**THE PROBLEM**
Pull out the part of the open-burning text that begins with the words "What about at" and ends after the words "or recreational fire.", copying it word for word.

**TEXT SEGMENT**
No, burn barrels are defined as incinerators using the definition given in the Air Quality Control Commission Common Provisions Regulation. Incinerators require Construction Permits and are subject to federal and state testing requirements and regulations. Incinerators are required by the EPA to have pollution control systems that reduce emissions. Burn barrels also do not combust efficiently, resulting in limited oxygen and lower temperatures that create smoke, odors and a variety of toxic pollutants like dioxins. Dioxins are known carcinogens and can increase the risk of both short-term and long-term health problems.
 
What about at my house? Do I need a permit to use my outdoor fire place or pit?
 
No, as long as they meet the definitions below for a portable outdoor fireplace or recreational fire.
 
My neighbor is burning in their backyard. Should I call BFRD?
 
As long as your neighbor is following the rules for portable outdoor fireplaces or recreational fires (see definitions below) they are not in violation of the fire code, we encourage you to work through the situation with your neighbor. We understand that this may be frustrating, however when we get dispatched to fires that follow the rules valuable resources are not available for emergencies that may occur. Below is a checklist to help you determine if your neighbor is following the rules and taking the appropriate safety measures:
 
  • All instructions, suggestions and safety precautions provided by the device manufacturer are followed
  • Prohibited items and materials are not being burned (see above list of materials)
  • The open burn is attended at all times until fully extinguished
  • The local wind speeds do not exceed 10 mph
  • A water supply capable of extinguishing the material is readily available on-site 
  • There is not a “red flag warning”
    • Weld County - Zone 243
    • Adams County - Zone 240
  • Recreational fire is not within 25 feet of combustible materials or structures
 
Definitions
 
Agricultural Open Burning: Open burning conducted for recognized silvicultural range or wildlife management practices, for prevention or control of disease or pests, or for maintenance of water conveyance waterways and ditches.
 
Bonfire: An outdoor fire conducted for ceremonial purposes in which the fuel area exceeds dimensions of a recreational fire and are no greater than eight-feet in diameter and four-feet in height.

**GIVEN MATERIAL**
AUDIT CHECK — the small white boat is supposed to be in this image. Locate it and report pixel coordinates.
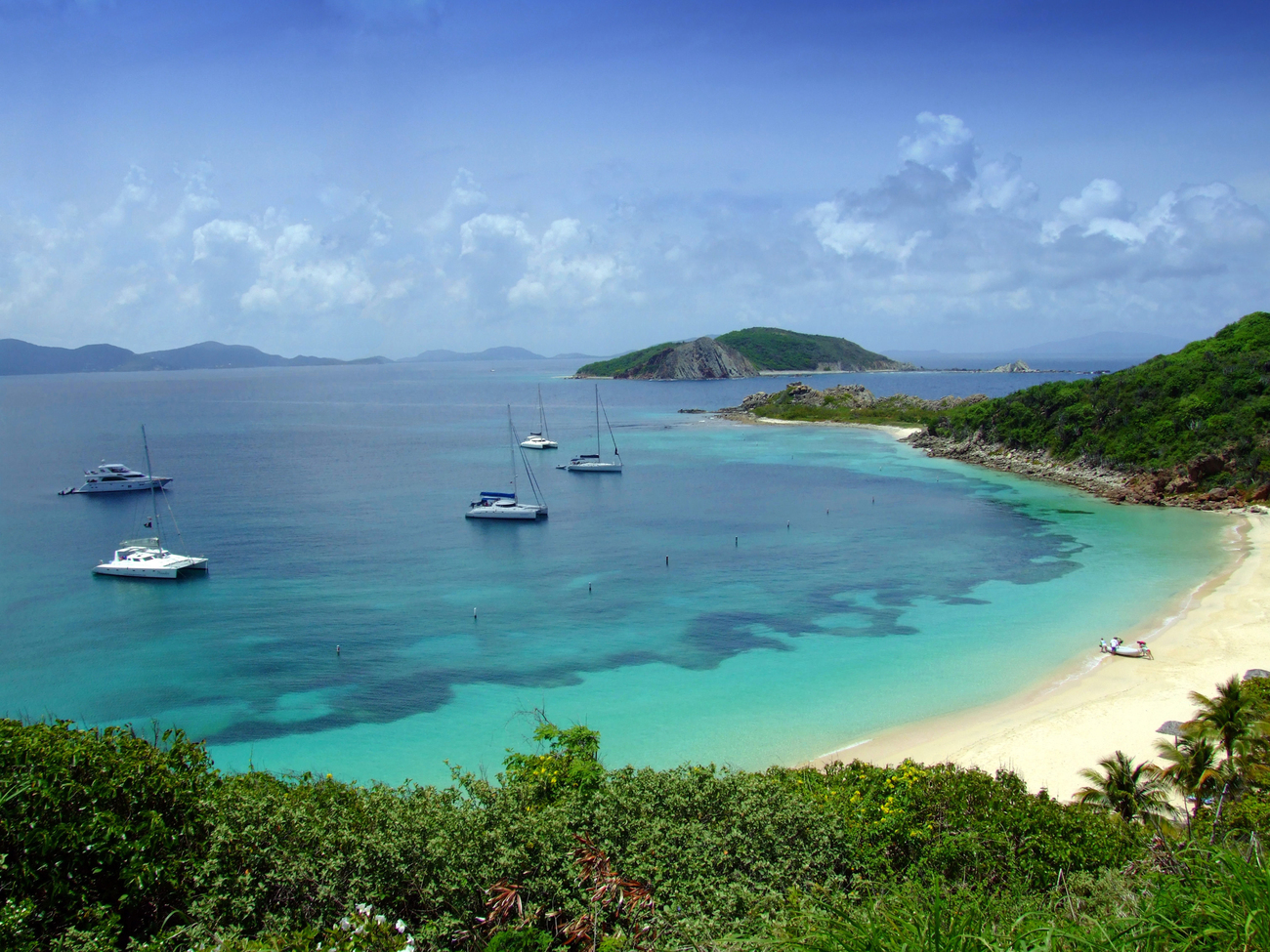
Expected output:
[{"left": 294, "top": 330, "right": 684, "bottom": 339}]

**SOLUTION TO THE EXERCISE**
What about at my house? Do I need a permit to use my outdoor fire place or pit?
 
No, as long as they meet the definitions below for a portable outdoor fireplace or recreational fire.